Problem details: Rewrite each item below, swapping "light pole" for "street lamp" wherever it occurs and leaving everything else untouched.

Stored records:
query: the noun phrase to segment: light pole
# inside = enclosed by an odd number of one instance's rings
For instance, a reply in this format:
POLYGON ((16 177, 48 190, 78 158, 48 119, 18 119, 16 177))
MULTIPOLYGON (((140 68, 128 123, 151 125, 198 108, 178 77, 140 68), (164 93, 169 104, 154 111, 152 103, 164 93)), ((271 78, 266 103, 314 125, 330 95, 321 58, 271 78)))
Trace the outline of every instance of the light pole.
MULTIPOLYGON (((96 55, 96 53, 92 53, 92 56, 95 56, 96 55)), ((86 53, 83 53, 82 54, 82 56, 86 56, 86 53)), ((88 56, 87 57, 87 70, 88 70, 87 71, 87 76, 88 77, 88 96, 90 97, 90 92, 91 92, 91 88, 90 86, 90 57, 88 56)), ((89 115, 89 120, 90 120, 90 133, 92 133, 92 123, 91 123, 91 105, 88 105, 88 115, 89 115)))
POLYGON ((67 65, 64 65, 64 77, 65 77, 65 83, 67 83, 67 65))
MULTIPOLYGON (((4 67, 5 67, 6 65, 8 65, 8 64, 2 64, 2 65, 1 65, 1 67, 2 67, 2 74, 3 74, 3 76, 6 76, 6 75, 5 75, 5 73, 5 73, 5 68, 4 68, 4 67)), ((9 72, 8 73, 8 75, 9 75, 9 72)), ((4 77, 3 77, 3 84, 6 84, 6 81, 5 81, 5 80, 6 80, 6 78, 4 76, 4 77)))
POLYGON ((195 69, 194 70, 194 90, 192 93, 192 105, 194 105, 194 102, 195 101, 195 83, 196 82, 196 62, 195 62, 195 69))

Exercise output:
query: the noun phrase to segment: street lamp
# inside = enclosed by an odd number of one instance's rings
For instance, a reply in this format:
POLYGON ((16 177, 48 190, 78 158, 48 119, 18 119, 16 177))
MULTIPOLYGON (((140 68, 128 123, 151 125, 198 108, 178 77, 140 68), (164 93, 169 104, 154 111, 152 103, 164 93)), ((271 78, 266 103, 314 125, 330 95, 321 58, 271 78)))
Trace the outline of every instance of the street lamp.
MULTIPOLYGON (((96 55, 96 53, 92 53, 92 56, 95 56, 96 55)), ((86 53, 83 53, 82 54, 82 56, 86 56, 86 53)), ((88 56, 87 57, 87 70, 88 70, 87 71, 87 76, 88 77, 88 96, 90 97, 90 92, 91 92, 91 88, 90 86, 90 57, 88 56)), ((89 115, 89 120, 90 120, 90 133, 92 133, 92 123, 91 123, 91 105, 88 105, 88 115, 89 115)))
POLYGON ((67 65, 64 65, 64 77, 65 77, 65 83, 67 83, 67 65))
MULTIPOLYGON (((4 67, 5 67, 6 65, 8 65, 8 64, 2 64, 2 65, 1 65, 1 67, 2 67, 2 74, 3 74, 3 76, 6 76, 6 75, 5 75, 5 73, 5 73, 5 68, 4 68, 4 67)), ((9 72, 8 73, 8 75, 9 75, 9 72)), ((4 77, 3 77, 3 84, 6 84, 6 81, 5 81, 5 80, 6 80, 6 78, 4 76, 4 77)))
POLYGON ((195 69, 194 70, 194 90, 192 93, 192 105, 194 105, 194 102, 195 101, 195 83, 196 82, 196 62, 195 62, 195 69))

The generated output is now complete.